▶ [WHAT THE EXERCISE ASKS]
In this exercise, reproduce all the entries that follow exactly.

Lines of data
═══

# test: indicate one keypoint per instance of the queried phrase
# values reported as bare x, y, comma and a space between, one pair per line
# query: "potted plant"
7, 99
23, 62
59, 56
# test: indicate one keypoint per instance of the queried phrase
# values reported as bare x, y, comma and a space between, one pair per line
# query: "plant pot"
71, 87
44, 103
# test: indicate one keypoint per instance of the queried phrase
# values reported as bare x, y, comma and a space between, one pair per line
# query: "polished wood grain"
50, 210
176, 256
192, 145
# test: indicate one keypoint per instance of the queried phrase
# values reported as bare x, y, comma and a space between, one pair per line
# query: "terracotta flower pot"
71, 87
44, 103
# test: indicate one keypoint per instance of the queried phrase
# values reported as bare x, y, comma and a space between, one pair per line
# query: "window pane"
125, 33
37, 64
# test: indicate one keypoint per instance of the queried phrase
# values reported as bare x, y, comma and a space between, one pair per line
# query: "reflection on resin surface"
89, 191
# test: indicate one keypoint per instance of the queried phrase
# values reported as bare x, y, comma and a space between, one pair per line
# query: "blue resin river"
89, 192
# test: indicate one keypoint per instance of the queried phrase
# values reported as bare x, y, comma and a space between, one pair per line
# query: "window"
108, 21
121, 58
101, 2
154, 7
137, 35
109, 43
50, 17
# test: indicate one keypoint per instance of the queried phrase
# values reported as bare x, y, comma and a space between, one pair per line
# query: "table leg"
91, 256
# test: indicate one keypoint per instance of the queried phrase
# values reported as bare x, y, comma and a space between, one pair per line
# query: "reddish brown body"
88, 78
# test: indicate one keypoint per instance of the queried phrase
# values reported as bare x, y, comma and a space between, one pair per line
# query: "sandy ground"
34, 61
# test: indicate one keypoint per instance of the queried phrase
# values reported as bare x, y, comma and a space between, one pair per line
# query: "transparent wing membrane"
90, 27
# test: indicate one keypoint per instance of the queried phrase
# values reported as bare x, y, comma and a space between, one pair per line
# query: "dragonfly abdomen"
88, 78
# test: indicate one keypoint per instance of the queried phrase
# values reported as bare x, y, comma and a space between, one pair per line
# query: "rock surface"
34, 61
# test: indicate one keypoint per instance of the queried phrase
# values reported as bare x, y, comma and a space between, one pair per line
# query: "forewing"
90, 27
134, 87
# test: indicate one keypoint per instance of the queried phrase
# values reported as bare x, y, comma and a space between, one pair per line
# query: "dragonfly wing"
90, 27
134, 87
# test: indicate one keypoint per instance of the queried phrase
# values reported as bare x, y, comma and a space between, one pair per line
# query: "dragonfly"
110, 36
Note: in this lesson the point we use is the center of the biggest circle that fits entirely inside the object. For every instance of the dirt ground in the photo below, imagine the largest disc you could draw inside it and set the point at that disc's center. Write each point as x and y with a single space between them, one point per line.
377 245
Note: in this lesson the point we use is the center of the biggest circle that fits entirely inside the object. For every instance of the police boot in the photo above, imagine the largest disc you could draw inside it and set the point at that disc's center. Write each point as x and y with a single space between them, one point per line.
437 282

═══

▶ [CORRECT OUTPUT]
# test: indicate one keypoint per instance of the queried phrase
# values reported as bare x, y, comma and a space between, one pair per line
# query: "potted plant"
7, 99
23, 62
59, 56
# test: indicate one keypoint per instance of the queried phrase
# values reported as bare x, y, comma and a space between, one pair per line
# query: "plant pot"
71, 87
44, 103
# test: indicate one keypoint per instance of the queried phrase
# values reported as bare x, y, comma and a space between, one pair per line
# query: "polished wood grain"
50, 210
176, 256
192, 145
# test: indicate one keypoint per instance of the queried phrase
# values reported as bare x, y, comma and a space between, one pair per line
# query: "terracotta flower pot"
71, 87
44, 103
# test: indicate one keypoint per instance of the queried phrase
# values reported as bare x, y, comma and a space between, one pair per line
# query: "window pane"
125, 33
37, 64
# test: indicate one keypoint per instance of the queried phrase
# values reported as bare x, y, comma and a space between, one pair per line
# query: "reflection on resin surface"
89, 191
# test: indicate one keypoint per instance of the queried phrase
# values reported as bare x, y, comma and a space between, one pair per line
# query: "blue resin river"
89, 192
# test: indicate one keypoint per instance of the queried phrase
# values reported as bare x, y, comma and a space between, one pair per line
# query: "window"
108, 21
121, 58
101, 2
154, 7
137, 35
109, 43
50, 17
# test: indicate one keypoint per instance of the queried phrase
# values reported as bare x, y, comma and a space between, one pair per line
# query: "table leg"
91, 256
# test: indicate one keypoint per instance of the queried phrase
# values reported as bare x, y, comma and a space between, one pair per line
# query: "reddish brown body"
88, 78
# test: indicate one keypoint per instance of the queried phrase
# values reported as bare x, y, comma and a space between, one pair per line
# query: "sandy ground"
34, 61
# test: indicate one keypoint per instance of the queried phrase
# values reported as bare x, y, comma and a space between, one pair per line
# query: "transparent wing membrane"
90, 27
# test: indicate one keypoint per instance of the queried phrase
# values reported as bare x, y, comma and a space between, one pair per line
# query: "dragonfly abdomen"
88, 78
# test: indicate one keypoint per instance of the queried phrase
# values reported as bare x, y, comma and a space between, one pair per line
# query: "rock surface"
34, 61
# test: indicate one keypoint per instance of the queried phrase
# values reported as bare x, y, comma and a space between, one pair per line
# query: "forewing"
90, 27
134, 87
# test: indicate one keypoint per instance of the queried phrase
# values reported as bare x, y, comma and a space between, one pair per line
# query: "dragonfly wing"
90, 27
134, 87
# test: indicate one keypoint per instance of the queried phrase
# values reported as bare x, y, comma and a space between, one pair per line
# query: "dragonfly"
110, 36
Note: in this lesson the point we use is the center of the biggest circle that fits entirely inside the object. For every instance of the dirt ground in the photo below, imagine the largest disc you could draw inside it and set the point at that disc's center. Write each point as x and y with a single space between them, one point per line.
377 245
Note: in this lesson the point we use is the center of the biggest circle that fits entirely inside the object. For every instance of the police boot in the photo above, imagine the largest disc you could draw inside it and set the point at that disc's center. Write each point as x and y with a single space between them, one point per line.
437 282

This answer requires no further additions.